**** Data excerpts
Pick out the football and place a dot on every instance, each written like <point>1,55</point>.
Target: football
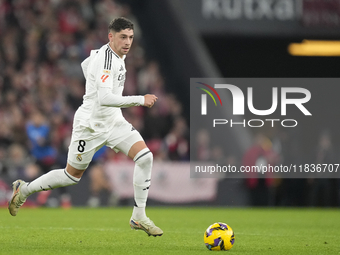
<point>219,237</point>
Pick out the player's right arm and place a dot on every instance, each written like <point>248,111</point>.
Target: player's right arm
<point>149,100</point>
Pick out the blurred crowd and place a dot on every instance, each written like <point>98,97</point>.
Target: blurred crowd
<point>42,45</point>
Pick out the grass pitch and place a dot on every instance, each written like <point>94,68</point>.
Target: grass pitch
<point>106,231</point>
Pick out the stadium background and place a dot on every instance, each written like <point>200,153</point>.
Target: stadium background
<point>42,44</point>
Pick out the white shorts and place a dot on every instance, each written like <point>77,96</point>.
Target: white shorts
<point>85,142</point>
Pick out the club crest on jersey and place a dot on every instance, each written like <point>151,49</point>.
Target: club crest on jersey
<point>104,77</point>
<point>79,158</point>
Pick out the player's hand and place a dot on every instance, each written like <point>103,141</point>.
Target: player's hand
<point>149,100</point>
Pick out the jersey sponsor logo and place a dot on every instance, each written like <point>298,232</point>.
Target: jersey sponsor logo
<point>104,77</point>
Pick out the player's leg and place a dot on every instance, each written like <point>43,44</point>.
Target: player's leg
<point>135,147</point>
<point>79,156</point>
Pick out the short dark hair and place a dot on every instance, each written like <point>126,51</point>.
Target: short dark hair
<point>120,24</point>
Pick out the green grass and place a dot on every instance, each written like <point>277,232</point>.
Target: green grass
<point>106,231</point>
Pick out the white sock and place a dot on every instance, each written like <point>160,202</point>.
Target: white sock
<point>51,180</point>
<point>141,182</point>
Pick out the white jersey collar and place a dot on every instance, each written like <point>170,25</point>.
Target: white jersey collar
<point>114,53</point>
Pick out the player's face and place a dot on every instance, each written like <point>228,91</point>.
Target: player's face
<point>121,41</point>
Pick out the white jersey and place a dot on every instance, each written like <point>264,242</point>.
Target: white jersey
<point>105,74</point>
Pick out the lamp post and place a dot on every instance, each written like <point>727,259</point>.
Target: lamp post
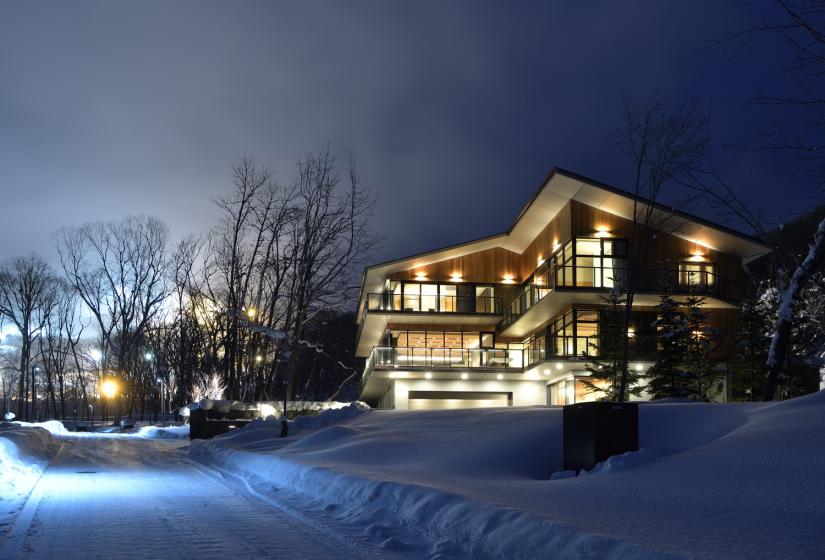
<point>108,389</point>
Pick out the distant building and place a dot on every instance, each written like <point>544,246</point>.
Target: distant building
<point>504,320</point>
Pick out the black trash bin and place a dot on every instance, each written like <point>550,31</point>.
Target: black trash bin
<point>597,430</point>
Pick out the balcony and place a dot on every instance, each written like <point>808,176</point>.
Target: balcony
<point>387,308</point>
<point>441,358</point>
<point>463,305</point>
<point>587,284</point>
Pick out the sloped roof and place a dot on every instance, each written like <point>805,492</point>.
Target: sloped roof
<point>558,188</point>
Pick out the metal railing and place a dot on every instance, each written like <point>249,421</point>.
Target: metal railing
<point>405,357</point>
<point>705,283</point>
<point>407,303</point>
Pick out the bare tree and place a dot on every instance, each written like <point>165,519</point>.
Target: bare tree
<point>28,289</point>
<point>663,146</point>
<point>119,271</point>
<point>330,239</point>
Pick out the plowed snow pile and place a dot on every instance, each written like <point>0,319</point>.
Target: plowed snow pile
<point>25,452</point>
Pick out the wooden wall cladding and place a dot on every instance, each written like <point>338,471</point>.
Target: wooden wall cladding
<point>485,267</point>
<point>557,231</point>
<point>575,219</point>
<point>663,250</point>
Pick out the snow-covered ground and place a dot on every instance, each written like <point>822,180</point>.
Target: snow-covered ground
<point>711,480</point>
<point>25,451</point>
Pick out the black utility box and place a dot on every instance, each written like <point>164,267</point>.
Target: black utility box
<point>201,426</point>
<point>597,430</point>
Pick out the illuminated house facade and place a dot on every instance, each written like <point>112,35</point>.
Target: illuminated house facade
<point>504,320</point>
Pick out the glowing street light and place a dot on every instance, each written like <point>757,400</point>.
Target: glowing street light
<point>109,388</point>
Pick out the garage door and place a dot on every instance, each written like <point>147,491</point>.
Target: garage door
<point>436,400</point>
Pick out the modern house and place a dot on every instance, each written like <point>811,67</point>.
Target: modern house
<point>504,320</point>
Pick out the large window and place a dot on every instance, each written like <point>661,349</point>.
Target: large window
<point>428,297</point>
<point>432,348</point>
<point>697,274</point>
<point>575,333</point>
<point>590,263</point>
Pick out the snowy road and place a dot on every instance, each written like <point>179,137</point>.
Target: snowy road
<point>125,497</point>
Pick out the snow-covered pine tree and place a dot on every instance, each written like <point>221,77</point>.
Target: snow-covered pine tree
<point>604,360</point>
<point>752,339</point>
<point>667,378</point>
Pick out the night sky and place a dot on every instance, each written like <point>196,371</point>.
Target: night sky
<point>455,110</point>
********
* _What you should do_: Would you restate the records above word for word and exclude the pictures?

* _Response for this exercise_:
Pick out the football and place a dot on every instance, each written like <point>1,55</point>.
Target: football
<point>219,237</point>
Pick out the player's right arm and place a dot on every instance, each written like <point>248,111</point>.
Target: player's right arm
<point>149,100</point>
Pick out the blurred crowd and place a dot on every instance, each written like <point>98,97</point>.
Target: blurred crowd
<point>42,45</point>
Pick out the grass pitch and place a dot on every instance, each written like <point>94,68</point>.
Target: grass pitch
<point>106,231</point>
Pick out the stadium background and place a dot on every instance, each written like <point>200,153</point>.
Target: stadium background
<point>42,44</point>
Pick out the white shorts and place a dot on every instance, each written like <point>77,96</point>.
Target: white shorts
<point>85,142</point>
Pick out the club crest on jersey and place a dot on every instance, each written like <point>151,49</point>.
Target: club crest on jersey
<point>104,77</point>
<point>79,158</point>
Pick out the player's hand and place a dot on every instance, each written like <point>103,141</point>.
Target: player's hand
<point>149,100</point>
Pick out the jersey sponsor logo and place a dot on every instance, each written like <point>298,232</point>.
Target: jersey sponsor logo
<point>104,77</point>
Pick out the player's leg and place a dot on every instance, each written like <point>43,44</point>.
Target: player's leg
<point>135,147</point>
<point>79,156</point>
Pick out the short dark hair and place a dot on every instance, each written like <point>126,51</point>.
Target: short dark hair
<point>120,24</point>
Pick out the green grass and place a dot on every instance, each written like <point>277,232</point>.
Target: green grass
<point>106,231</point>
Pick out the white sock and place a dot on every instance, each written like <point>160,202</point>.
Target: white sock
<point>51,180</point>
<point>141,182</point>
Pick out the white jersey collar and place a dot on every instance, each written like <point>170,25</point>.
Target: white jersey collar
<point>114,53</point>
Pick out the player's face and place a dot on every instance, each written like <point>228,91</point>.
Target: player's face
<point>121,41</point>
Pick out the white jersey and place a dot on every instance, each written like <point>264,242</point>.
Target: white jersey
<point>105,74</point>
Pick out the lamp post and place a dot on every instance, each written like <point>727,259</point>.
Target: lamp post
<point>108,389</point>
Pick out the distant building and place a dot on every instance, each written like <point>544,246</point>.
Target: distant building
<point>504,320</point>
Pick out the black trash bin and place a dot on every instance, each written like <point>550,31</point>.
Target: black trash bin
<point>597,430</point>
Pick out the balcony and place a dot on every instance, each written like <point>808,176</point>.
Target: balcony
<point>387,308</point>
<point>441,358</point>
<point>463,305</point>
<point>587,284</point>
Pick out the sloped roof and place a dot on every instance, each written like <point>805,492</point>.
Target: sloped roof
<point>558,188</point>
Pick out the metal railing and place a dot on every instance, each written like <point>249,421</point>.
Target: metal railing
<point>405,357</point>
<point>705,283</point>
<point>407,303</point>
Pick out the bare tree and place a dot on every instance, each written like <point>165,519</point>.
Target: bare tree
<point>28,289</point>
<point>663,146</point>
<point>119,271</point>
<point>330,239</point>
Pick out the plowed snow pile and place a dot on every instance, each written like <point>0,319</point>.
Target: plowed snow pile
<point>25,452</point>
Pick out the wooden wall cladding and place a dot on every instance, each written like <point>338,471</point>.
Target: wooden wall cladding
<point>485,267</point>
<point>557,231</point>
<point>575,219</point>
<point>663,250</point>
Pick out the snow-covered ground and place a dot on every instance, each written like <point>822,180</point>.
Target: snow-covered ground
<point>711,480</point>
<point>25,451</point>
Pick out the black utility box and place a dot on every instance, each written like <point>164,267</point>.
Target: black utility box
<point>201,426</point>
<point>597,430</point>
Pick out the illuminated house facade and place a dot on every instance, each written like <point>112,35</point>.
Target: illuminated house facade
<point>504,320</point>
Pick out the glowing street light and place a dot on every instance, each written like <point>757,400</point>.
Target: glowing street light
<point>109,388</point>
Pick out the garage door and place a dot on every instance, each written like <point>147,491</point>.
Target: garage door
<point>436,400</point>
Pick out the modern house and place a dot on every instance, each written like <point>811,67</point>.
Target: modern house
<point>504,320</point>
Pick out the large window and place a dot on every instance, each written like <point>661,349</point>.
Target: large window
<point>428,297</point>
<point>432,348</point>
<point>697,274</point>
<point>575,333</point>
<point>590,263</point>
Pick out the snowy road and place a dot on every instance, each written like <point>179,137</point>.
Target: snowy road
<point>125,497</point>
Pick out the snow-covered pine tree and place a dot on every instance, each written like <point>221,77</point>.
Target: snow-covered pine tree
<point>604,360</point>
<point>752,339</point>
<point>667,378</point>
Pick out the night sky and place a dot on every instance, each written like <point>196,371</point>.
Target: night sky
<point>455,110</point>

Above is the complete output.